Picture shape labeling items:
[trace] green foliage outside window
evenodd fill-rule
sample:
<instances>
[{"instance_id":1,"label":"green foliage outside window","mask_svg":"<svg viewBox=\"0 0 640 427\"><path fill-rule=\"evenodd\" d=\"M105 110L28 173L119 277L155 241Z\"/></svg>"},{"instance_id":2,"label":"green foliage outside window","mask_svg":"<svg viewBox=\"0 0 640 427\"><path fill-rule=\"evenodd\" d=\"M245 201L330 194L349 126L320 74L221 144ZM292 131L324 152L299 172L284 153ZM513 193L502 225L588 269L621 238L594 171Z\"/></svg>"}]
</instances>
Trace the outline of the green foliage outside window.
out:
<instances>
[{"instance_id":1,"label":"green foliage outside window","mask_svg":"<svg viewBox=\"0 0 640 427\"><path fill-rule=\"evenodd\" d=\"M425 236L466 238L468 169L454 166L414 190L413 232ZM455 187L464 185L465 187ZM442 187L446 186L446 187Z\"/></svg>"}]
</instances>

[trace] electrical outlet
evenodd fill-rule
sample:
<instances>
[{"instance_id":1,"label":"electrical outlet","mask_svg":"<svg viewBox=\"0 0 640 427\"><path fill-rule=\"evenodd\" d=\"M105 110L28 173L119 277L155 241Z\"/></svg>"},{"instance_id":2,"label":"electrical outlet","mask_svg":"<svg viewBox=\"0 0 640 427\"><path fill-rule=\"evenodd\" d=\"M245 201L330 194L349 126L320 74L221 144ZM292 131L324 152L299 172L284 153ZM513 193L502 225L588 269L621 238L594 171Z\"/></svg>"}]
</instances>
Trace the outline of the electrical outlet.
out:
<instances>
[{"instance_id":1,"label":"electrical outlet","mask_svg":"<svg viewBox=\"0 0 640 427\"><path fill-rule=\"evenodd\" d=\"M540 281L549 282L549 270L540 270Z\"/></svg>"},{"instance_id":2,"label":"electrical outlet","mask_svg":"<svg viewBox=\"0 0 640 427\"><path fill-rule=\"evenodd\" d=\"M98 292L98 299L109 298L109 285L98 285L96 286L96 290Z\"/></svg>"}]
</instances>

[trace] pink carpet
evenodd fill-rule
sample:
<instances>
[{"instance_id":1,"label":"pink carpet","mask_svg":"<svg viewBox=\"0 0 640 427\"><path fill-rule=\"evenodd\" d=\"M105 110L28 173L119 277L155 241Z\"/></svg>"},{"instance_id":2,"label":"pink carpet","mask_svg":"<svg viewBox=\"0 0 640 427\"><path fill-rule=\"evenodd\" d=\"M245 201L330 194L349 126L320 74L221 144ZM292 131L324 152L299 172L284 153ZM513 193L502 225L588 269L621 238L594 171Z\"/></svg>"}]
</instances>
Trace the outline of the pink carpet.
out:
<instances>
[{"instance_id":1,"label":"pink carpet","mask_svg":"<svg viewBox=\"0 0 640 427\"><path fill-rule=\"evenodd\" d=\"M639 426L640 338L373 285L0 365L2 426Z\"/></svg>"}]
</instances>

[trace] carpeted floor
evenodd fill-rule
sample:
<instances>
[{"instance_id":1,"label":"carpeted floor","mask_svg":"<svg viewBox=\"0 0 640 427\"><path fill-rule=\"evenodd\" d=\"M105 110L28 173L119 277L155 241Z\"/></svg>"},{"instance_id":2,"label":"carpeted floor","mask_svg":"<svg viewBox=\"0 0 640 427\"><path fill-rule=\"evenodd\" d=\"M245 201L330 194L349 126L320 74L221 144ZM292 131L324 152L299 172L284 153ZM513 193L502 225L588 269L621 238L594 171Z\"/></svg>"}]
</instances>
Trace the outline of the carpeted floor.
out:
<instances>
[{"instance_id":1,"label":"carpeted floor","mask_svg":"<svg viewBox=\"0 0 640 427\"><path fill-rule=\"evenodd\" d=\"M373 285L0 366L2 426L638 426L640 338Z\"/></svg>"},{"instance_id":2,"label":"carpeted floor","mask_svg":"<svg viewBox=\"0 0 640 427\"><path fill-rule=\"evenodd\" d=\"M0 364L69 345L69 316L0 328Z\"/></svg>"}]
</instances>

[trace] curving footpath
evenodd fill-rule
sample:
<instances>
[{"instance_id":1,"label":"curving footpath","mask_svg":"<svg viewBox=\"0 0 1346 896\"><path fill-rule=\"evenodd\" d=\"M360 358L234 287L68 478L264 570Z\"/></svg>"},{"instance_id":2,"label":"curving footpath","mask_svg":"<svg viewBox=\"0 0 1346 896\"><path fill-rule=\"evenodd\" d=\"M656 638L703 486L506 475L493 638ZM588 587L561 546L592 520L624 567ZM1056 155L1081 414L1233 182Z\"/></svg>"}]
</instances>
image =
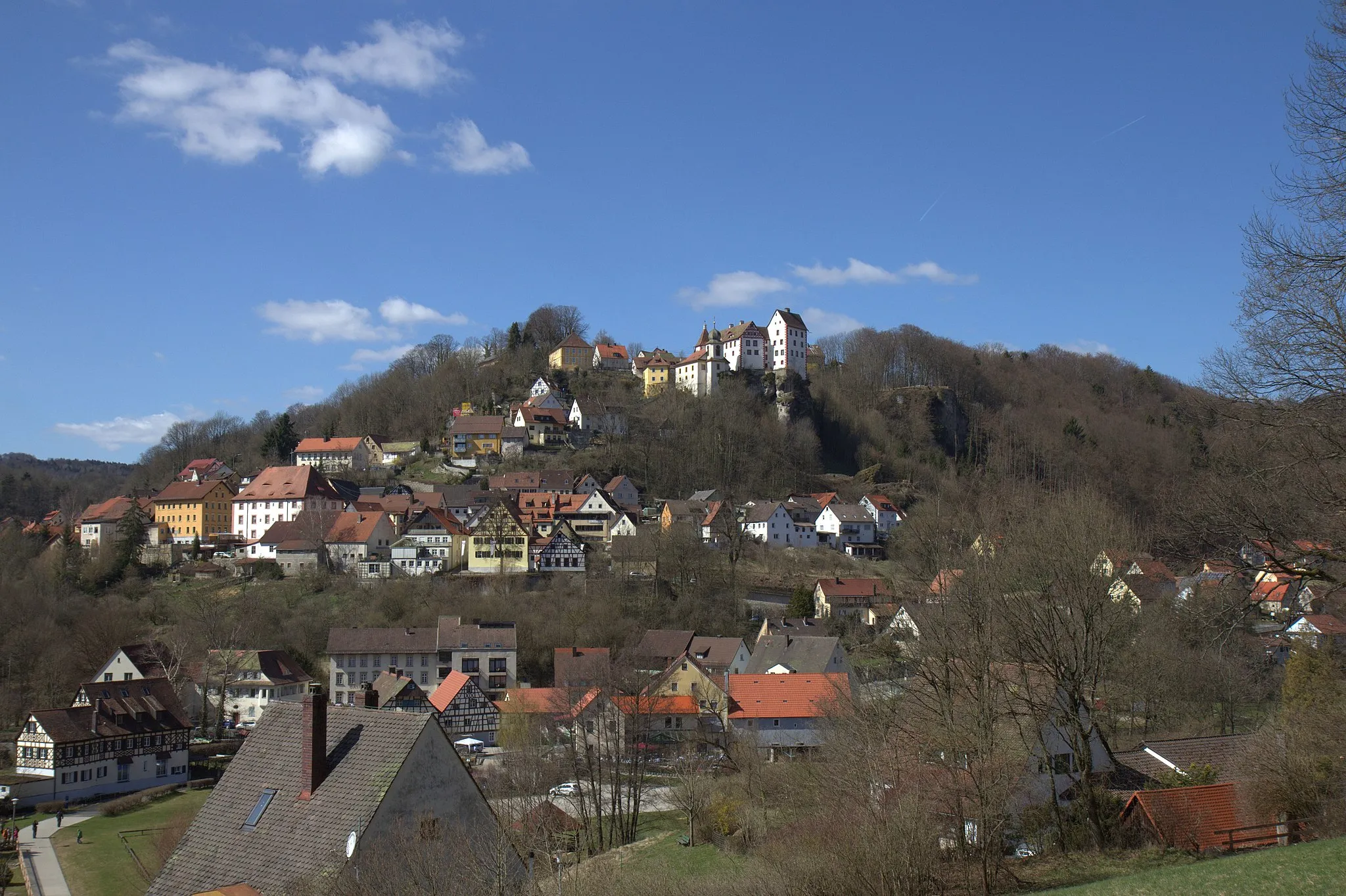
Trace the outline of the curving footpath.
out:
<instances>
[{"instance_id":1,"label":"curving footpath","mask_svg":"<svg viewBox=\"0 0 1346 896\"><path fill-rule=\"evenodd\" d=\"M62 822L62 829L86 822L94 815L97 813L70 813ZM55 833L55 818L38 822L36 837L32 835L32 825L19 829L19 860L35 896L70 896L66 876L61 872L57 850L51 845L51 835Z\"/></svg>"}]
</instances>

> **The request**
Locate every line in the records above that contains the string "footpath" with matching case, and copy each of those lines.

> **Response**
[trace] curving footpath
[{"instance_id":1,"label":"curving footpath","mask_svg":"<svg viewBox=\"0 0 1346 896\"><path fill-rule=\"evenodd\" d=\"M360 358L234 287L68 478L264 570Z\"/></svg>"},{"instance_id":2,"label":"curving footpath","mask_svg":"<svg viewBox=\"0 0 1346 896\"><path fill-rule=\"evenodd\" d=\"M656 638L703 486L506 475L493 638ZM588 587L561 546L592 520L624 567ZM1056 155L1081 414L1233 182Z\"/></svg>"}]
Trace the outline of the curving footpath.
[{"instance_id":1,"label":"curving footpath","mask_svg":"<svg viewBox=\"0 0 1346 896\"><path fill-rule=\"evenodd\" d=\"M62 822L62 829L86 822L94 815L97 813L70 813ZM55 833L55 818L38 822L36 837L32 835L32 825L19 829L19 860L35 896L70 896L66 876L61 872L57 850L51 845L51 835Z\"/></svg>"}]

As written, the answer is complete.